SHORT PROBLEM 1: Rewrite the entries from the line containing "213, row 63." down to the line containing "column 139, row 185", both ends included, with "remote control" changed to "TV remote" and nothing else altered.

-- Start PAGE --

Learning from the Mavericks: LESSONS FOR DISTRICTS FROM SMALL URBAN HIGH SCHOOLS Commentary By Regis Shields & Karen Hawley Miles | Education Week
August 5, 2008 -- Creating new small high schools out of large failing ones continues to be a popular strategy for tackling high dropout rates and low performance in urban high schools. But, too often, districts create high-cost mini-versions of their large failing high schools because they do not have a vision of how small schools might “do school” in new ways, or how they would have to change their own practice and systems to support them.
Case studies of resource use in nine leading-edge small urban high schools can offer lessons for districts that are not satisfied with just a few examples of outstanding schools, but want to create entire systems of them.
We studied a set of widely recognized small urban schools—all with enrollments of 500 or fewer students—that represent a range of instructional, organizational, and governance models. These “Leading Edge Schools” serve student populations similar to their districts’, but outperform most local large high schools. Our sample included two state charter schools, four in-district charter schools, and three district-run schools located in Boston; Chicago; San Diego; Oakland, Calif.; and Worcester, Mass.
Here are four of the most salient lessons gleaned from our findings:
• There’s no one way, but there is a strategic way to organize schools.
Schools can best create high-performing organizations — or strategic designs — when they have the flexibility to organize resources along with guidance and support on best practices.
Rather than accept traditional schedules, staffing ratios, and job descriptions, Leading Edge Schools deliberately organize people, time, and money to support their instructional models and meet their students’ needs. Operating largely with public funds, they make tough resource trade-offs to prioritize teaching quality, core academic time, and individual student attention. Though these schools look very different from one another, they share a set of common practices that distinguish them from typical large urban high schools.
Principals carefully select teaching-staff members to fit their specific school needs, for example. Students spend an average of 20 percent more time in school each year—and 233 more days over four years—on core academics than their peers in traditional high schools do. And teachers devote an average of five times more hours to collaboration and professional development than local districts require.
• Strategic school design depends on resource-savvy principals.
The principals of Leading Edge Schools are savvy resource managers. They understand that deftly crafting resources to align with their instructional models and ever-changing student and teacher needs is key to their schools’ success. Not all principals bring these same skills to the job. To create strategic-resource schools at scale, schools leaders need help in figuring out and implementing new approaches. This suggests a new paradigm for supervising and supporting schools—especially as they are outlining their improvement plans, budgets, and staffing needs each year.
In this new paradigm, supervision would be less about enforcing a specific use of resources, and much more about enabling schools to more effectively match hiring, staff assignment, student grouping, and schedules to their particular challenges. This will require training for both principals and school supervisors in strategic resource use. It will also require districts to create templates for school designs that work within their funding levels at different school sizes and student populations. Though the Leading Edge Schools create their strategic designs from the ground up, there is no need for all schools to begin with a blank slate.
• Small high schools will require a workforce shift to include more-flexible teachers of core academic subjects.

-- End PAGE --
-- Start RECORD SET --

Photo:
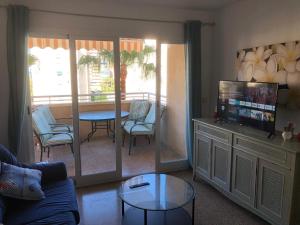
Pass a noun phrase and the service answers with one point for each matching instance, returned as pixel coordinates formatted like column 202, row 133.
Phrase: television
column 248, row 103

-- End RECORD SET --
-- Start RECORD SET --

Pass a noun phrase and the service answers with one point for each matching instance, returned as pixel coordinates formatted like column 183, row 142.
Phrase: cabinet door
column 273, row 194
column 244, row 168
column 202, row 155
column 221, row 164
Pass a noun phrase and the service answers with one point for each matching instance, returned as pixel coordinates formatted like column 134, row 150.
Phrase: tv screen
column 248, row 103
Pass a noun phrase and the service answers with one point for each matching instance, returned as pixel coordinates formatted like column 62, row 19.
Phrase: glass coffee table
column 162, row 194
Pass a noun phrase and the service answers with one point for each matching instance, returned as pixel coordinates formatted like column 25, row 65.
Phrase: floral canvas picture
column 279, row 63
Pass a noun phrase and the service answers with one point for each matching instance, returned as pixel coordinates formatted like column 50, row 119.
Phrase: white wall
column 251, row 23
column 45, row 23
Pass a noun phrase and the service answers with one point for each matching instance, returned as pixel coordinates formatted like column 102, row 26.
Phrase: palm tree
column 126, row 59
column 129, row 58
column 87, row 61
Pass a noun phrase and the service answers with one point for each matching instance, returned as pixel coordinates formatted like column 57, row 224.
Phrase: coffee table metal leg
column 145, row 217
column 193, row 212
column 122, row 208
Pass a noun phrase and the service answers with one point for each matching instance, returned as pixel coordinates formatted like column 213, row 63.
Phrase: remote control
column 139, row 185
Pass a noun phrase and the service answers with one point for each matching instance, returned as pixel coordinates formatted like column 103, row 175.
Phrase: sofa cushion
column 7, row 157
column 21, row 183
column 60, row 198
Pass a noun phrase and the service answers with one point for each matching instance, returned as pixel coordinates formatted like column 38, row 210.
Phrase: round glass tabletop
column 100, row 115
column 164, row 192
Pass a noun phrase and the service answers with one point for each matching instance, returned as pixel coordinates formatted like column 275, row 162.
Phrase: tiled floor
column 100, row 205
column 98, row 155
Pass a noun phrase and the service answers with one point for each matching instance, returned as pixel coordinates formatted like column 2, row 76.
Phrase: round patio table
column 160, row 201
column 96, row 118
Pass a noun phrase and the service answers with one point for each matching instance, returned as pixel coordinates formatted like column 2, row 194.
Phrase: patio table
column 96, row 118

-- End RECORD SET --

SHORT PROBLEM 2: From the commentary on small urban high schools, reproduce everything from "Principals carefully select" down to "local districts require.".

TASK RESULT 1:
Pass a noun phrase and the service answers with one point for each matching instance, returned as pixel coordinates formatted like column 213, row 63.
Phrase: TV remote
column 139, row 185

TASK RESULT 2:
Principals carefully select teaching-staff members to fit their specific school needs, for example. Students spend an average of 20 percent more time in school each year—and 233 more days over four years—on core academics than their peers in traditional high schools do. And teachers devote an average of five times more hours to collaboration and professional development than local districts require.